◆ Stated task ◆
Rescale the entries below from the line containing "Target: man with eyeglasses" through the line containing "(1068, 285)", reproducing every line in that span and multiplying each point coordinate by 2.55, rounded to whole numbers with halves rounded up. Output only those lines.

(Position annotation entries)
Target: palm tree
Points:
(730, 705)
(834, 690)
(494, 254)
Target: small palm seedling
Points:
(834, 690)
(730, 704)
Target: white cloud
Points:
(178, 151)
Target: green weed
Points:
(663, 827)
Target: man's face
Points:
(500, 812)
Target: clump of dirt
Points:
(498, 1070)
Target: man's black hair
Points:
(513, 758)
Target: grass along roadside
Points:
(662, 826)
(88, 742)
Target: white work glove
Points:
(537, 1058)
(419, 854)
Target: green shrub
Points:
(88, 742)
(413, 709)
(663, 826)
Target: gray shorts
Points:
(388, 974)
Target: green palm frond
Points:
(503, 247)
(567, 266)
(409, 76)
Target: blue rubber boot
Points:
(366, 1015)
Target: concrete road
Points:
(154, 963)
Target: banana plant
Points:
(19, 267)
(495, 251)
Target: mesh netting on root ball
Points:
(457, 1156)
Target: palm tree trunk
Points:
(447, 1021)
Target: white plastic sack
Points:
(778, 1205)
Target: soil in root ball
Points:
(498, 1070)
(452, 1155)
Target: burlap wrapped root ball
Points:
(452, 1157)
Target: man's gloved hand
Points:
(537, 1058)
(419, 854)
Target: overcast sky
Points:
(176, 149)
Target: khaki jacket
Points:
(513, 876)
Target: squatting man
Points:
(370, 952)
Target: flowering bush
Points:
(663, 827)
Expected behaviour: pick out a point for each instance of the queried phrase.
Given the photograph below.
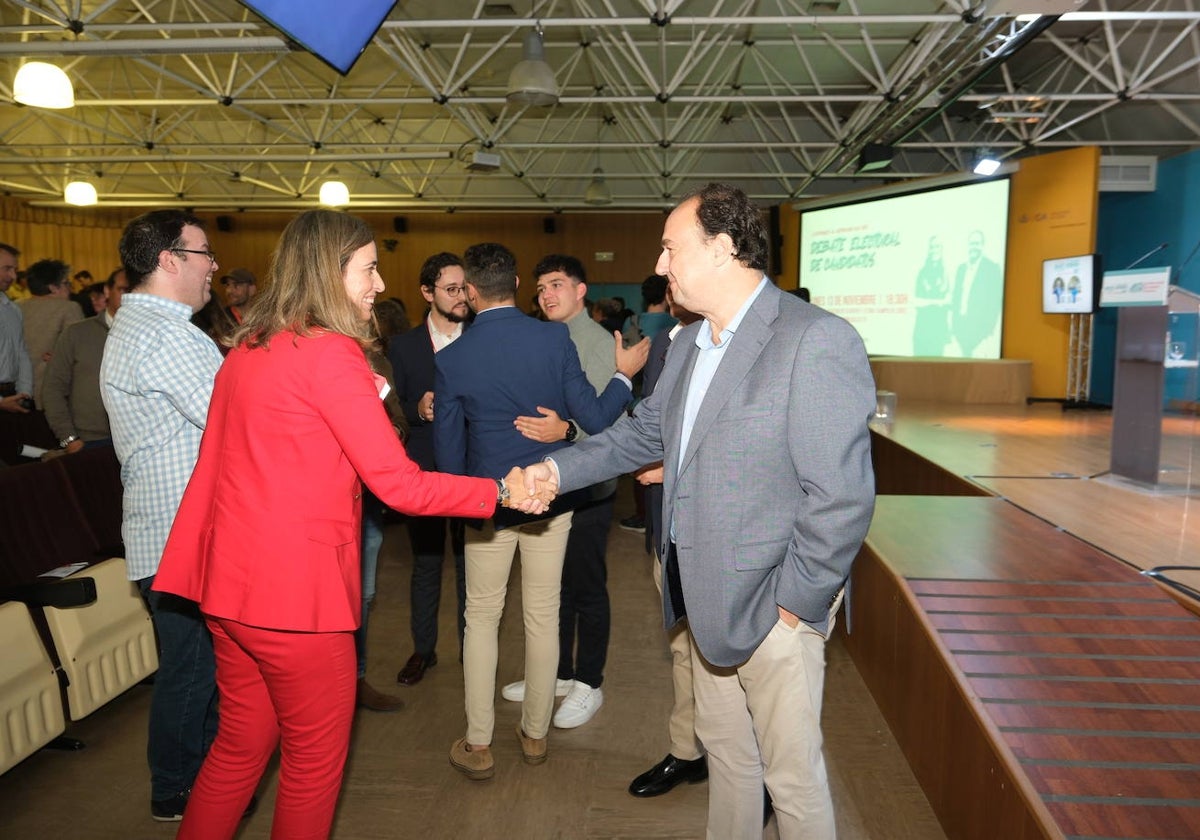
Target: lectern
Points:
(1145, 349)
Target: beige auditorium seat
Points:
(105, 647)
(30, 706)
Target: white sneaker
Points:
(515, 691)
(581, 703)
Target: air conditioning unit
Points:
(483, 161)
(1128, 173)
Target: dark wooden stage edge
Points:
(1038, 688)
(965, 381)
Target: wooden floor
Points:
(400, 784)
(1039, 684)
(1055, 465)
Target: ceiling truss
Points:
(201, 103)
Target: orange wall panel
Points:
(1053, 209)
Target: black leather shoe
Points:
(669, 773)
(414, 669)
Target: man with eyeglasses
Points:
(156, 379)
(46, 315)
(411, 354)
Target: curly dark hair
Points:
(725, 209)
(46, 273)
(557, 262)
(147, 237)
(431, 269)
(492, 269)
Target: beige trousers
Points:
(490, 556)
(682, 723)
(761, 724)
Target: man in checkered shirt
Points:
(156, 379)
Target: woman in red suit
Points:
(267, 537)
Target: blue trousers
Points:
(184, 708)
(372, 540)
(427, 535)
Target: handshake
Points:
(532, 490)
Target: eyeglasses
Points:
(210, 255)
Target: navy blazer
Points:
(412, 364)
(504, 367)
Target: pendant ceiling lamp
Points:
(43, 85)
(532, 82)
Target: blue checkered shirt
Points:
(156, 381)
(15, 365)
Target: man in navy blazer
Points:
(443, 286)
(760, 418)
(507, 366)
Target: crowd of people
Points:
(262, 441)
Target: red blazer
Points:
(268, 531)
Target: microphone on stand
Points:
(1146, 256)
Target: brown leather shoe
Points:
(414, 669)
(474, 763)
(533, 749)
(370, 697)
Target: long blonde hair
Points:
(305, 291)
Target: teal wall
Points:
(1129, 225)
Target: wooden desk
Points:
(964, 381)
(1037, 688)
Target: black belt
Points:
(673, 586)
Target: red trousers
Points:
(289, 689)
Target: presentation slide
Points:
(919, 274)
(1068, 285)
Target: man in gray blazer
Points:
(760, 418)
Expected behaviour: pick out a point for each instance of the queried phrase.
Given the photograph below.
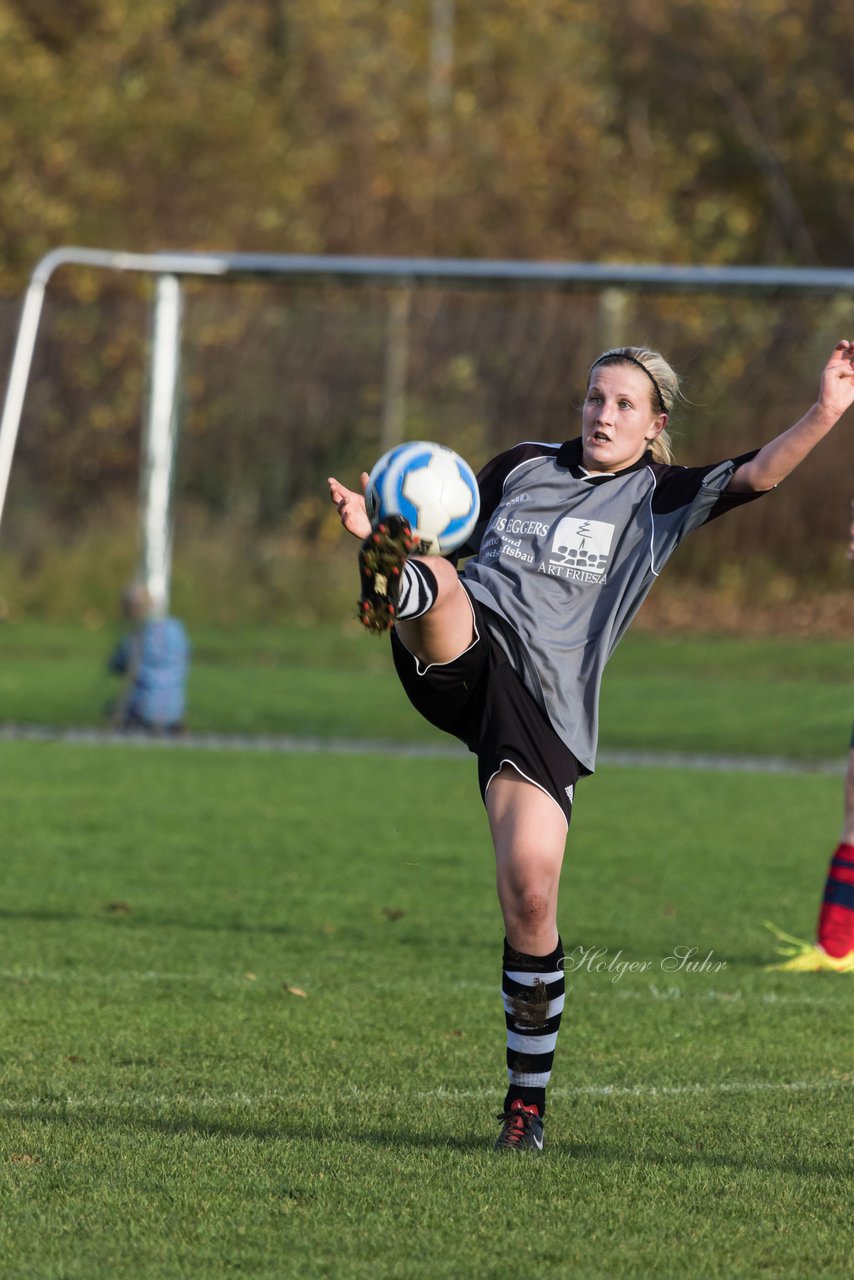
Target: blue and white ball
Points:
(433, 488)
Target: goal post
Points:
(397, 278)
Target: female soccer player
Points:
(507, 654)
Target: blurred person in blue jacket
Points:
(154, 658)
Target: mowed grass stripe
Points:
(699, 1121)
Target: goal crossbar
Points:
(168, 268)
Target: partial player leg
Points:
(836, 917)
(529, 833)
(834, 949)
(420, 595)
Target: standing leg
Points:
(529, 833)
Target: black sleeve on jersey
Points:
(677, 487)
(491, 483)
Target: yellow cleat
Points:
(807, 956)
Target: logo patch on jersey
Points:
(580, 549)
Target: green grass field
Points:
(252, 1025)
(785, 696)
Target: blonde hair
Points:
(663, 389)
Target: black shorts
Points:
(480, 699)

◆ Solution to this problem ◆
Target: man with eyeglasses
Points:
(398, 966)
(117, 803)
(1048, 903)
Target: curly dark hair
Points:
(1849, 533)
(117, 696)
(1420, 668)
(375, 604)
(1099, 686)
(1255, 686)
Target: beige trousers
Points:
(1250, 1418)
(1739, 1844)
(1941, 1846)
Target: man in checkered shirt
Points:
(398, 966)
Target: woman in red suit
Points:
(681, 1369)
Target: blue trousers
Points:
(469, 1805)
(949, 1377)
(1089, 1364)
Target: handshake
Points:
(1357, 1250)
Target: eyeglasses
Points:
(536, 650)
Target: navy blazer
Points:
(1051, 928)
(1285, 936)
Target: pendant ceiling lamp
Points:
(110, 217)
(1357, 209)
Target: blue checkered shirt
Points:
(398, 972)
(38, 931)
Target: man in navy blazer
Points:
(1130, 729)
(1938, 1066)
(1293, 933)
Target: crowd of people
Points:
(668, 1125)
Target: red blazer
Points:
(683, 1354)
Target: microphone on stand
Points:
(2922, 653)
Target: brown leather shoe
Points:
(1056, 1706)
(1209, 1946)
(1359, 1910)
(944, 1777)
Target: long blonde hair
Points:
(778, 742)
Target: teal wall
Points:
(2879, 574)
Target: wooden desk
Points:
(2458, 972)
(2644, 1754)
Target: black belt
Points:
(1716, 1494)
Target: red trousers
Points:
(737, 1757)
Target: presentation slide
Points:
(2343, 699)
(2723, 727)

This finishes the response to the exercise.